** DOCUMENT SEGMENT follows **

Djangocon EU: digitising historical caving data with Python and Django - Andrew Northall¶
(One of my summaries of the 2026 Djangocon EU in Athens).
Andrew’s hobby is caving: exploring wild cave systems. It is a niche hobby, but he likes it a lot. One of the nicest thinks is that you can be the first human being standing in a specific spot on earth.
Cavers achieve high standards, without formal organisation. Sounds like Django :-) With Django, we have exposure and visibility and bug trackers: we’re transparent. So our high standards are verifiable. Would the same be possible for caving? The safety record is real good, but the public image is bad. Can the safety record be made more visible?
There’s an (American) organisation that has historical incident reports. But… mostly in printed text. Image recognition was hard. And something like “fall 1985” isn’t really a Postgres data format. Several volunteers put a lot of work in it by manually entering incidents in a Django website that Andrew build. It was slow going.
Nowadays they have an LLM pipeline for it that is actually really good. Extraction: docling. Splitting into separate incidents: LLM. Formatting/structuring/checking: LLM. Normalisation: mostly with the help of Django.
Docling (https://github.com/docling-project/docling) is a great project for extracting usable text data out of various sources. Including detecting paragraphs that start on one page and end on the next.

** End of DOCUMENT SEGMENT **

In the summary of the caving data talk, which tool does the extraction step of the pipeline?

** RECORDS follows **

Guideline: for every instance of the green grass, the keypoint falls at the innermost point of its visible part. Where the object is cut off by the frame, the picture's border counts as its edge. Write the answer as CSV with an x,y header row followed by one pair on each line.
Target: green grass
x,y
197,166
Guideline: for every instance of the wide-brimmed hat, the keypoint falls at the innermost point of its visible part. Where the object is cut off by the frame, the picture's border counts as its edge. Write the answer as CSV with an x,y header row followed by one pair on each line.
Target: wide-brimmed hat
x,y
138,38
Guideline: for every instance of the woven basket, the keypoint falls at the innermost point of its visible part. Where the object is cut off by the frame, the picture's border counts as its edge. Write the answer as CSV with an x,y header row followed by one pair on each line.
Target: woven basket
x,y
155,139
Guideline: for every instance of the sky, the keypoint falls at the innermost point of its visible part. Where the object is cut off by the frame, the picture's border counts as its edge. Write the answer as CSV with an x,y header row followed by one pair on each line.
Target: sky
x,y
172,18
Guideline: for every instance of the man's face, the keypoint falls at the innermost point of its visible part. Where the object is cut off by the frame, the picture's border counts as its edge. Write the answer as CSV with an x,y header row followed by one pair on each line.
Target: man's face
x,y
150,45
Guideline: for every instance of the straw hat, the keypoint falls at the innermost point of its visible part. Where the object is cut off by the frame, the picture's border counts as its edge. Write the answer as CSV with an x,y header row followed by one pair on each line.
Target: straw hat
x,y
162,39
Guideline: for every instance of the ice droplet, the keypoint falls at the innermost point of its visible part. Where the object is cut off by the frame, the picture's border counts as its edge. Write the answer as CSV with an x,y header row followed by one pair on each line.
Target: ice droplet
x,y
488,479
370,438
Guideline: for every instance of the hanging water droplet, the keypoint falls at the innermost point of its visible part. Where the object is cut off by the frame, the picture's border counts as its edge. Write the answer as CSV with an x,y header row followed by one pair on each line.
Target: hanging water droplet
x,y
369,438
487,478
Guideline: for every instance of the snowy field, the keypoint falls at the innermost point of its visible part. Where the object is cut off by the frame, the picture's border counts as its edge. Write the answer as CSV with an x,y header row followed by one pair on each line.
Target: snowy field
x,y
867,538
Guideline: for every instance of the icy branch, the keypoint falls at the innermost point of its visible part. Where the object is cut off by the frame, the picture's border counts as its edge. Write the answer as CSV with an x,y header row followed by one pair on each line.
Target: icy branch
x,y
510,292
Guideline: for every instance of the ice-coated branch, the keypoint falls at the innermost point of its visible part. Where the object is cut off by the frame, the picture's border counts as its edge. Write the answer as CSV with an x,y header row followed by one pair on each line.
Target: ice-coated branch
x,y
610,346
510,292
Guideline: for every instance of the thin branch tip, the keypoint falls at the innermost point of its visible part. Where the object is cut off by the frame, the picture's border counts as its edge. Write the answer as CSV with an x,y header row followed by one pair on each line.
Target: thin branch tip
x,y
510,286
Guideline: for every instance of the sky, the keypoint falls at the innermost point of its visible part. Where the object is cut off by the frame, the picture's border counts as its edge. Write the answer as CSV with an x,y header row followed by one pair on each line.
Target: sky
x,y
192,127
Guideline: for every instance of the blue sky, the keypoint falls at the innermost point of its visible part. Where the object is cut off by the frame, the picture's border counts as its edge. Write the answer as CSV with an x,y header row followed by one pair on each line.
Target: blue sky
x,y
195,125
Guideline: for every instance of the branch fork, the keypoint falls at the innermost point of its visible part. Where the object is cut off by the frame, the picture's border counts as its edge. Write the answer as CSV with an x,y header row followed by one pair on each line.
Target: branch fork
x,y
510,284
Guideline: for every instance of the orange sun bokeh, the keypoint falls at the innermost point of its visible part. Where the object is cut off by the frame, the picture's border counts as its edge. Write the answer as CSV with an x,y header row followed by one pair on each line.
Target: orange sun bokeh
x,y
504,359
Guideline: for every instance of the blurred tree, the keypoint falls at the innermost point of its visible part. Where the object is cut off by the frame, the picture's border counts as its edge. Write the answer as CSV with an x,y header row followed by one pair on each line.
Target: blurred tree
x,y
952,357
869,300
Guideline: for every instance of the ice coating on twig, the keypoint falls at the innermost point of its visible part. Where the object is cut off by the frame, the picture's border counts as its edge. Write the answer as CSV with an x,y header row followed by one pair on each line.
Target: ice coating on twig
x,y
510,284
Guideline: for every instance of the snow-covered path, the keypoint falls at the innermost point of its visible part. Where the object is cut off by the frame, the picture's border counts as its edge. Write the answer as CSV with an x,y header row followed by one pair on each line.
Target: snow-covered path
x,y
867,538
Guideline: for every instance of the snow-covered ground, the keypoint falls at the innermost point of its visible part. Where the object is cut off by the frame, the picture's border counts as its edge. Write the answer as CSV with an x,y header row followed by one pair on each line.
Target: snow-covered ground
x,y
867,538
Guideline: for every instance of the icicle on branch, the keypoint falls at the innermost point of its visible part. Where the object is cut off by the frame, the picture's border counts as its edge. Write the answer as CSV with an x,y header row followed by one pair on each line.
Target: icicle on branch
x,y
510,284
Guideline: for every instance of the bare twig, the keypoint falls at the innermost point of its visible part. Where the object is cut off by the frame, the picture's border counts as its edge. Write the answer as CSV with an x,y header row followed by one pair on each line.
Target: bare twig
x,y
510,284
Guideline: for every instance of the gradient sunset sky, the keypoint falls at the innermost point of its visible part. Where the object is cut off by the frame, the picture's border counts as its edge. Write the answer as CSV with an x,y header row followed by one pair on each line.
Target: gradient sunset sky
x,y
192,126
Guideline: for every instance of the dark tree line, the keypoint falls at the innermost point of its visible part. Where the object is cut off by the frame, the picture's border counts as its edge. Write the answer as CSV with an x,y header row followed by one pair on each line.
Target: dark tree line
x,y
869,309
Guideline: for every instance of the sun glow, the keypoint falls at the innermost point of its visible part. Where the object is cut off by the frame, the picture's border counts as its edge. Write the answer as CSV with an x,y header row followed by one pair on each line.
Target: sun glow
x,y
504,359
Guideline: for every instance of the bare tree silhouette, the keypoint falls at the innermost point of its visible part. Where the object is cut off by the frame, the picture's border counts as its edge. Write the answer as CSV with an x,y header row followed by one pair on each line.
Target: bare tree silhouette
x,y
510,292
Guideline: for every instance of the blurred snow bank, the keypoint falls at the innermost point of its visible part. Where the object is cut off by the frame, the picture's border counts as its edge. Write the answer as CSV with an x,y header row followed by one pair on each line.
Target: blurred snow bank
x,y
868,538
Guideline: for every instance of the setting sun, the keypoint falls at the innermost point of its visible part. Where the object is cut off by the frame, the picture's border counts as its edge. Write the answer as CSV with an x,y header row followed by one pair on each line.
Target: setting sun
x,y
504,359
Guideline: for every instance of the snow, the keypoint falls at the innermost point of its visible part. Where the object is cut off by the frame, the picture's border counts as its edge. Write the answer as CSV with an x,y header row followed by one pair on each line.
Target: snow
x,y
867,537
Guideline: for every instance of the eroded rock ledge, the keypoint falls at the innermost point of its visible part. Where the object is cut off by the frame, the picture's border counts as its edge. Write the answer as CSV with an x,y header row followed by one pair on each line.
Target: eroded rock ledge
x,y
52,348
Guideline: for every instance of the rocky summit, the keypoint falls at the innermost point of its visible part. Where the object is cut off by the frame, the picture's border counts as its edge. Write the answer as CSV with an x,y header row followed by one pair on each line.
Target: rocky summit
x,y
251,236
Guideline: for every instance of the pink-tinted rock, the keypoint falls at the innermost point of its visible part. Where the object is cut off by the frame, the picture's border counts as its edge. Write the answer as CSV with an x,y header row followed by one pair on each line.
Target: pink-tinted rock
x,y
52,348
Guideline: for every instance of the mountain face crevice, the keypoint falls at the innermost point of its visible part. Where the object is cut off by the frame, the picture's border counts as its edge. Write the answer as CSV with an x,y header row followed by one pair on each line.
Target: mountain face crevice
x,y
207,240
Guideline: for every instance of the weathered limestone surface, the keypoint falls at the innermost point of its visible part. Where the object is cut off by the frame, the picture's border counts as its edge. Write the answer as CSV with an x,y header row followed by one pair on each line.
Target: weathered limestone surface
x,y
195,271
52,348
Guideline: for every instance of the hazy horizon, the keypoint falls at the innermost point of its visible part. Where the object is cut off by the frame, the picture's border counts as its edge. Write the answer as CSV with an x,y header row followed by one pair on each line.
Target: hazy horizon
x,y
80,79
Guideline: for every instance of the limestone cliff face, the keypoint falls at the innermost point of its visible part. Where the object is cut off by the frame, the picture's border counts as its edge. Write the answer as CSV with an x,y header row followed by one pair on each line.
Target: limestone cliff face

** End of RECORDS **

ANSWER SPACE: Docling